§ **STATED GOAL**
Repeat the data word for word. Do not include the pictures.

Dataset excerpt:

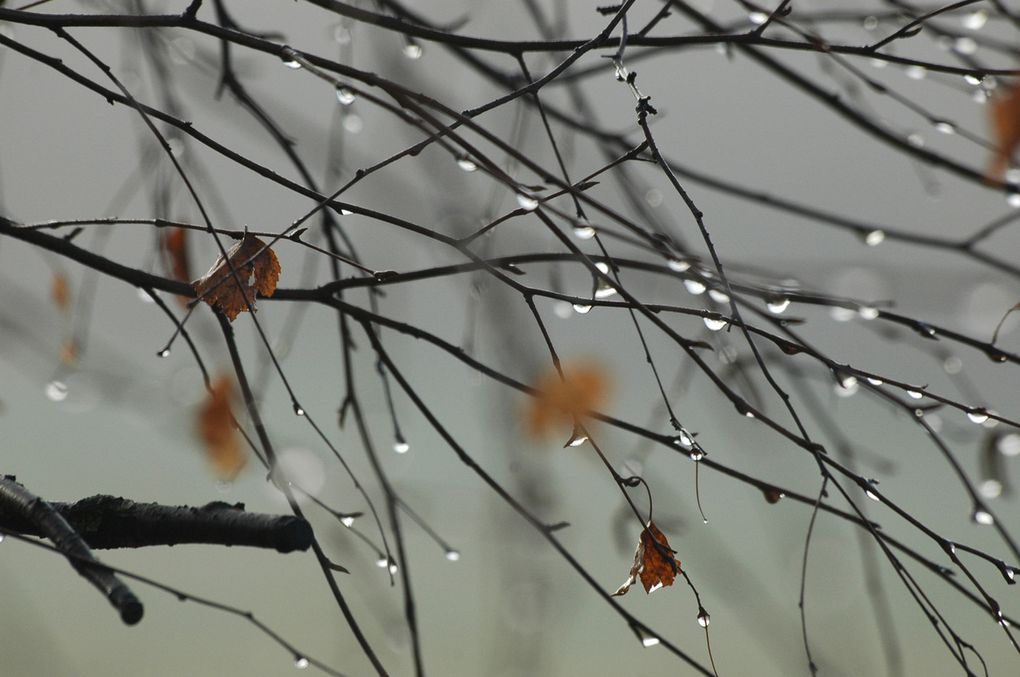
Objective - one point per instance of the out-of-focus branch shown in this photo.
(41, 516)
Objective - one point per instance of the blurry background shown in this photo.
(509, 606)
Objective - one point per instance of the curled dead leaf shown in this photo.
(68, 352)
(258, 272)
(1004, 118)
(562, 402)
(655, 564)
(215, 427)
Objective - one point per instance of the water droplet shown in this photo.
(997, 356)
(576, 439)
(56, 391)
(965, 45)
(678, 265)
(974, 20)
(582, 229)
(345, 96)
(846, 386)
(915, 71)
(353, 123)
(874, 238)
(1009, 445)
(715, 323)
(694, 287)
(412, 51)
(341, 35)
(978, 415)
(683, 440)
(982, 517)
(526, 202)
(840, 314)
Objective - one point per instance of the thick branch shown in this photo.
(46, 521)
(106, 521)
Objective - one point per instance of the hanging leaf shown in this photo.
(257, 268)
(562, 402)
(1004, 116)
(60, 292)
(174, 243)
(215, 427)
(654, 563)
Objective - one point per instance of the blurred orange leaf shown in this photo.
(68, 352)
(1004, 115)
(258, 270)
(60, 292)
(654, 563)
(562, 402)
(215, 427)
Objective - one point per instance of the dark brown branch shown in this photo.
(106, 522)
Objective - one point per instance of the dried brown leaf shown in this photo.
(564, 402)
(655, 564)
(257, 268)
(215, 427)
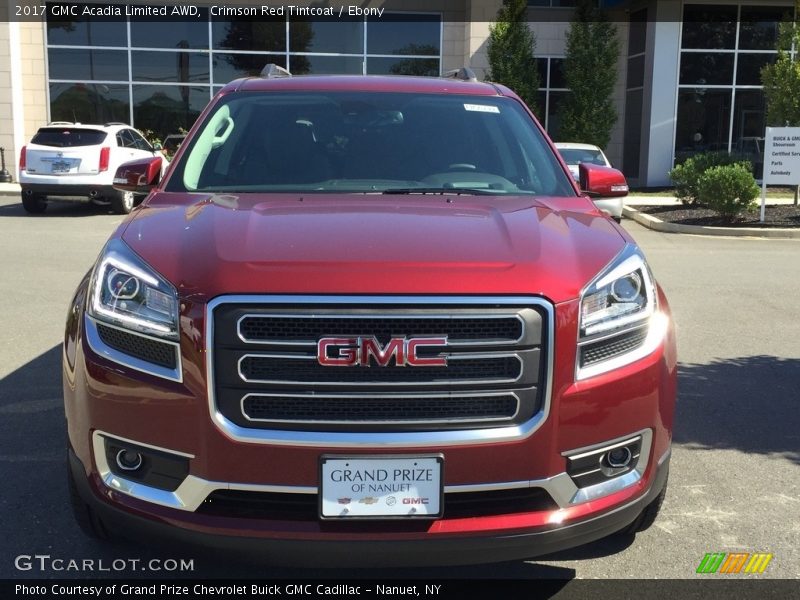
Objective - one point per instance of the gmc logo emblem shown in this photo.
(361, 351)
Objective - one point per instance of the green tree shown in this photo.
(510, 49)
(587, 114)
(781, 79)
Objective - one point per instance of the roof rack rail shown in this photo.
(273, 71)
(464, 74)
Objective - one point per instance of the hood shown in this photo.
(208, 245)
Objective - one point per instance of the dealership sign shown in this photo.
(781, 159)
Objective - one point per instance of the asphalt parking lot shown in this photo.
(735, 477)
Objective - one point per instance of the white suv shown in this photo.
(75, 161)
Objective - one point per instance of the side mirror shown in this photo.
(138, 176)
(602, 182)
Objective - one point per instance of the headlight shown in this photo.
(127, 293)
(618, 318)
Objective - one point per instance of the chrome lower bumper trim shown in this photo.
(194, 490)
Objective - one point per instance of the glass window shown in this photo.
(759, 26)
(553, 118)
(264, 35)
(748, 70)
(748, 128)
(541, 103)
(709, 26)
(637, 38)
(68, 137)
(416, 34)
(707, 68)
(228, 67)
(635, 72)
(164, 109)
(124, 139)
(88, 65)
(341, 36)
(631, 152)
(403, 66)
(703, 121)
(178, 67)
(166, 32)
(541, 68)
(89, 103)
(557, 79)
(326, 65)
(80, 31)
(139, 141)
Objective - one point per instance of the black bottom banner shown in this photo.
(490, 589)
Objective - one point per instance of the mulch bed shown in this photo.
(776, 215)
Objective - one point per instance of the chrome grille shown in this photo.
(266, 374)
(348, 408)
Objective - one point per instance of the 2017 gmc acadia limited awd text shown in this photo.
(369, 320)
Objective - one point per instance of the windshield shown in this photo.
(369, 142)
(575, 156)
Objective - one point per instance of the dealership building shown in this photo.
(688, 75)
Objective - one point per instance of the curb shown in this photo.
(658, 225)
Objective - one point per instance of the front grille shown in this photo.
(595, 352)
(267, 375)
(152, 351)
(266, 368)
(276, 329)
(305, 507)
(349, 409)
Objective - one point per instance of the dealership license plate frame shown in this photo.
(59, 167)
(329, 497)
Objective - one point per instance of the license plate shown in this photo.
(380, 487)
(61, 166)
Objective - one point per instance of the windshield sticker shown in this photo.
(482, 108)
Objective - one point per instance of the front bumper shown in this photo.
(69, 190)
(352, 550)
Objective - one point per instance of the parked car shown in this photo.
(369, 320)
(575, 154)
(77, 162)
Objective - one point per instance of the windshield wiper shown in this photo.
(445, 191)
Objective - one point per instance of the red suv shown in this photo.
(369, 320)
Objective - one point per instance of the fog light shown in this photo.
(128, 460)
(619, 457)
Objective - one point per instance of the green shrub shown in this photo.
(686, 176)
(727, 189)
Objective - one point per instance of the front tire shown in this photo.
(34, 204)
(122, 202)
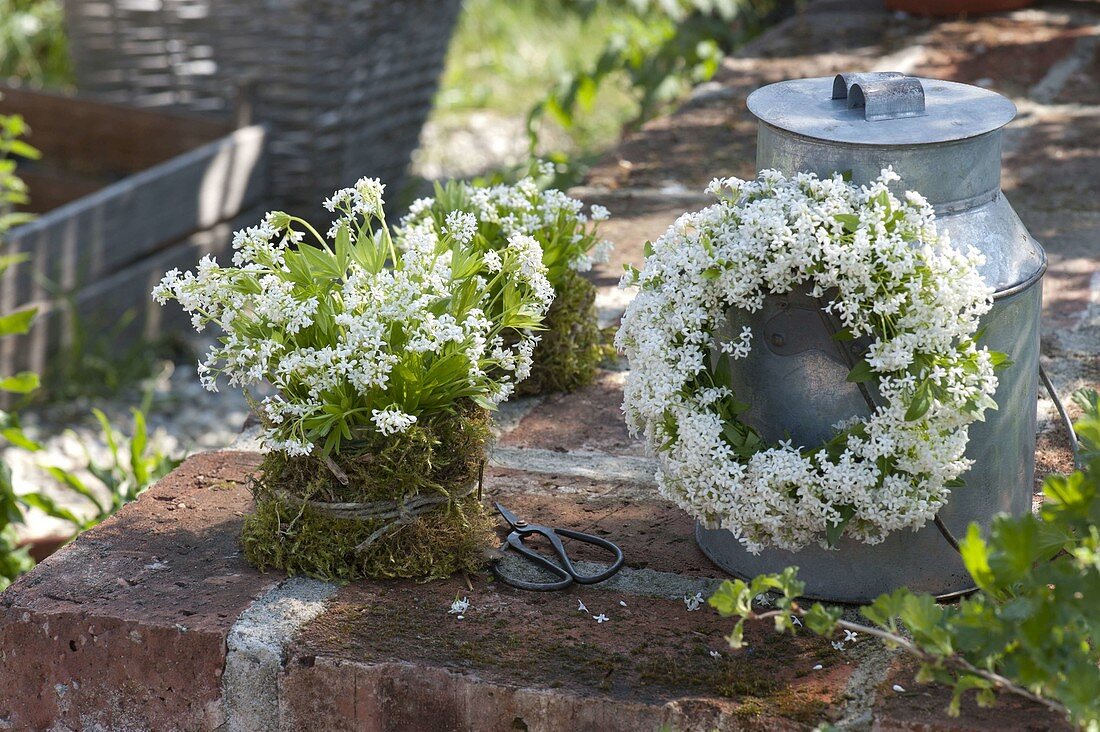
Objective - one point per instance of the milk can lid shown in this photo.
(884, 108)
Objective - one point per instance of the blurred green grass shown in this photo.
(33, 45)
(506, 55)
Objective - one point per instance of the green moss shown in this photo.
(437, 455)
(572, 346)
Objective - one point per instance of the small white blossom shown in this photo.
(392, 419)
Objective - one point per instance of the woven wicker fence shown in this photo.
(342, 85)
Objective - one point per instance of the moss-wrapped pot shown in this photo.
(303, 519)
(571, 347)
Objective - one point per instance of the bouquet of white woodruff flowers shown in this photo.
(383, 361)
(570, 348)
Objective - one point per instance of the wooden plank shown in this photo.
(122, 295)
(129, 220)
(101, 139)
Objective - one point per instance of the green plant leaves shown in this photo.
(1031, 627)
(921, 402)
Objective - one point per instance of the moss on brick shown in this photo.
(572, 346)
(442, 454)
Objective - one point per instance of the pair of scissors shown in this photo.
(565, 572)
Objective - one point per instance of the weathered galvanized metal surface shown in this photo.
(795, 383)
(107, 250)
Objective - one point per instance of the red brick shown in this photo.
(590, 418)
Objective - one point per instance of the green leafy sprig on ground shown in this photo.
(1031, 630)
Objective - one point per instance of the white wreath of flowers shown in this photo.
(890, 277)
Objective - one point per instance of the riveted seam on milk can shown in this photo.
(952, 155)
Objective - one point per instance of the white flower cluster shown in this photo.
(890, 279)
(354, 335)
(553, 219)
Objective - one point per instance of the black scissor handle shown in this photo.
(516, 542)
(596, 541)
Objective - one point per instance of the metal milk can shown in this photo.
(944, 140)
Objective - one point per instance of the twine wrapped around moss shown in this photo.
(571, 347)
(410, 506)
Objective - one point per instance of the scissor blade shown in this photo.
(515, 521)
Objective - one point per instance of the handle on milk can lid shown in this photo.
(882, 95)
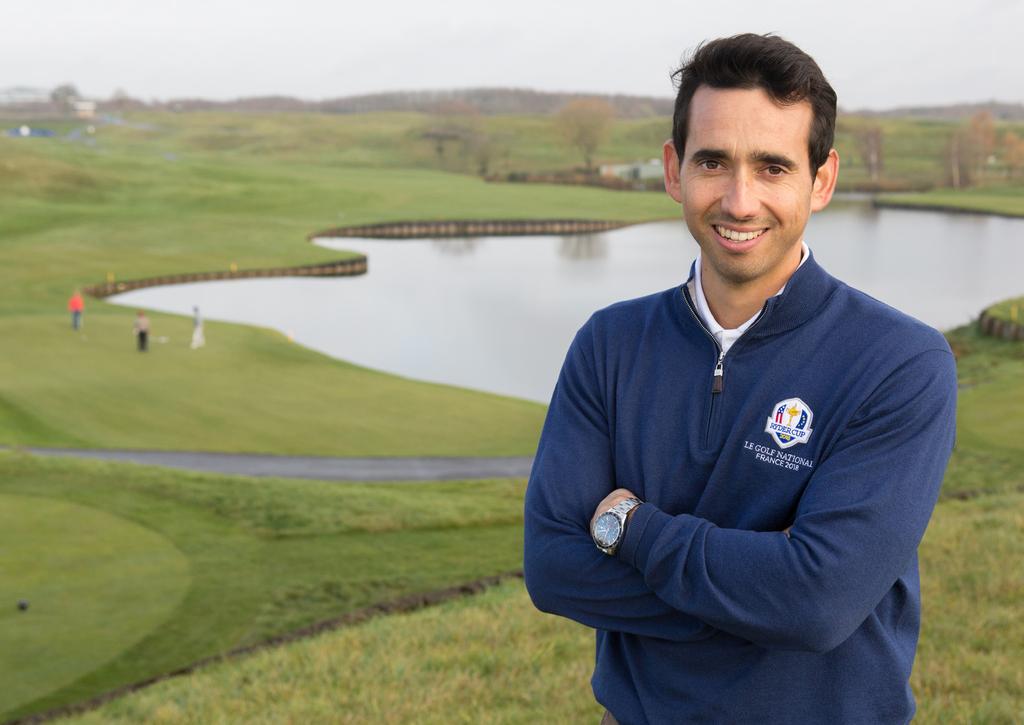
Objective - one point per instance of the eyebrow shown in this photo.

§ **CORRECT ANSWER**
Objective - one point per instance of the out-of-focus branch shown in this photo.
(41, 516)
Objective - one point per instance of the blurry background shown in this photo.
(509, 606)
Objective - one point per instance of the curled dead leaf shown in this photo.
(68, 352)
(258, 272)
(1004, 118)
(562, 402)
(655, 564)
(215, 427)
Objective - one point per instance of the water droplet shown in this photo.
(997, 356)
(576, 439)
(56, 391)
(965, 45)
(678, 265)
(974, 20)
(582, 229)
(345, 96)
(846, 386)
(915, 71)
(353, 123)
(874, 238)
(1009, 445)
(715, 323)
(694, 287)
(412, 51)
(341, 35)
(978, 415)
(683, 440)
(982, 517)
(526, 202)
(840, 314)
Objective - one point per instance of the thick branch shown in this photo.
(46, 521)
(106, 521)
Objective - one point per instance of the hanging leaf shown in this photo.
(257, 268)
(562, 402)
(1004, 116)
(60, 292)
(174, 243)
(215, 427)
(654, 563)
Objective - one point per instance of the blurred orange leaf shown in this photo.
(68, 352)
(1004, 115)
(258, 270)
(60, 292)
(654, 563)
(562, 402)
(215, 427)
Objective - one point per instance of the dark brown branch shown in this photo.
(106, 522)
Objective - one point per instance of the dried brown leaf shown in this photo.
(564, 402)
(655, 564)
(257, 268)
(215, 427)
Objective - one point per instance of the gmc logo emblem shown in this photo.
(361, 351)
Objective - one point per instance of the green tree shown in this photo.
(510, 49)
(587, 114)
(781, 79)
Objective - one point per instance of the roof rack rail shown in this photo.
(273, 71)
(464, 74)
Objective - one point per instance of the hood shown in this photo.
(208, 245)
Objective - one point per instance of the dealership sign shown in this photo.
(781, 159)
Objective - one point per instance of the asphalt parking lot shown in this photo.
(735, 477)
Objective - one point per instance of the white suv shown in this photo.
(75, 161)
Objective - one point per instance of the side mirror shown in this photo.
(138, 176)
(602, 182)
Objective - one point per instance of the headlight shown in this photo.
(127, 293)
(618, 318)
Objective - one point per instance of the chrome lower bumper trim shown in this photo.
(194, 490)
Objective - one point per instance of the glass window shown in this photo.
(759, 26)
(553, 118)
(264, 35)
(748, 70)
(748, 128)
(541, 103)
(709, 26)
(637, 38)
(68, 137)
(416, 34)
(707, 68)
(228, 67)
(635, 72)
(164, 109)
(124, 139)
(88, 65)
(341, 36)
(631, 152)
(403, 66)
(703, 121)
(178, 67)
(166, 32)
(541, 68)
(89, 103)
(557, 79)
(326, 65)
(80, 31)
(139, 141)
Objective - one point per instance of the black bottom banner shown in this photo.
(490, 589)
Objective - one point per instance of the mulch bed shown in this photo.
(776, 215)
Objective - one point per instance of the chrome grille shown in this photo.
(266, 374)
(348, 408)
Objective - one point per instance of the 2017 gmc acadia limited awd text shown in this photo.
(369, 320)
Objective - one point per instance of the windshield shown in this photo.
(369, 142)
(575, 156)
Objective - one point per instance of the dealership building shown in this photo.
(688, 75)
Objective - one point per instance of the curb shown in this photo.
(658, 225)
Objective - one point per instance of the front grille shown in this photo.
(595, 352)
(267, 375)
(152, 351)
(266, 368)
(276, 329)
(305, 507)
(349, 409)
Objective - one point per instance of the dealership license plate frame shown in this photo.
(59, 167)
(329, 497)
Objective - one point per instance of the license plate shown in this photo.
(380, 487)
(61, 166)
Objective - one point per instance of the windshield sticker shown in this photo.
(482, 108)
Objective - one point per instance of the front bumper shown in this photo.
(69, 190)
(352, 550)
Objective - one point per instance of the parked car shown in this photo.
(369, 320)
(575, 154)
(77, 162)
Objective - one point per instance of the windshield wiper shown in this photo.
(445, 191)
Objective - one point per instance of the red suv shown in this photo.
(369, 320)
Objective - one point per instance of the fog light shown in this photo.
(128, 460)
(619, 457)
Objective - one point per instance of the green shrub shown in this photo.
(686, 176)
(727, 189)
Objective - one point per instance of the front tire shown in this photo.
(34, 204)
(122, 202)
Objective - one point per instance of the milk can lid shown in this photo.
(884, 108)
Objective - one point per instance of the blurred green grass shown in this photo.
(33, 45)
(506, 55)
Objective - one point per instance of the green moss shown in this photo.
(437, 455)
(572, 346)
Objective - one point per instance of the small white blossom shown in this photo.
(392, 419)
Objective - one point per instance of the woven wicker fence shown in this photo.
(342, 85)
Objective - one point per instance of the moss-wrapped pot shown in this photo.
(303, 519)
(571, 347)
Objective - one point per instance of the bouquet of white woodruff flowers shown in this photo.
(383, 361)
(570, 348)
Objective - one point per instance of the wooden plank shown in this photo.
(122, 295)
(129, 220)
(101, 139)
Objective - one point per instance of the green plant leaves shown in this photo.
(1031, 627)
(921, 402)
Objective - one point per instance of the moss on brick shown in this photo.
(572, 346)
(442, 454)
Objective - one point per instance of the pair of scissors shown in this photo.
(565, 572)
Objective - one point per instance of the weathered galvanized metal surface shown in this photo.
(795, 383)
(107, 250)
Objective - one point per instance of the red brick shown in this photo.
(590, 418)
Objective - one point per instance of the green leafy sprig on ground shown in this photo.
(1031, 630)
Objective - one point per instance of the white wreath of flowers shown in this photo.
(890, 277)
Objective - one point per instance of the riveted seam on milk can shown in this photo.
(952, 155)
Objective - one point per instance of the white flower cluster shown in this photo.
(890, 279)
(354, 335)
(553, 219)
Objective - one point per instance of the black scissor handle shown in this photo.
(516, 542)
(596, 541)
Objective - one point per instance of the metal milk can shown in this photo.
(944, 140)
Objective - one point per instance of the twine wrapped around moss shown in this photo.
(571, 347)
(410, 506)
Objective - one point per instance of the scissor blade shown in this photo.
(515, 521)
Objective - one point per instance of the handle on milk can lid shown in this photo.
(882, 95)
Objective - one point per instance of the eyebrow shown in this photo.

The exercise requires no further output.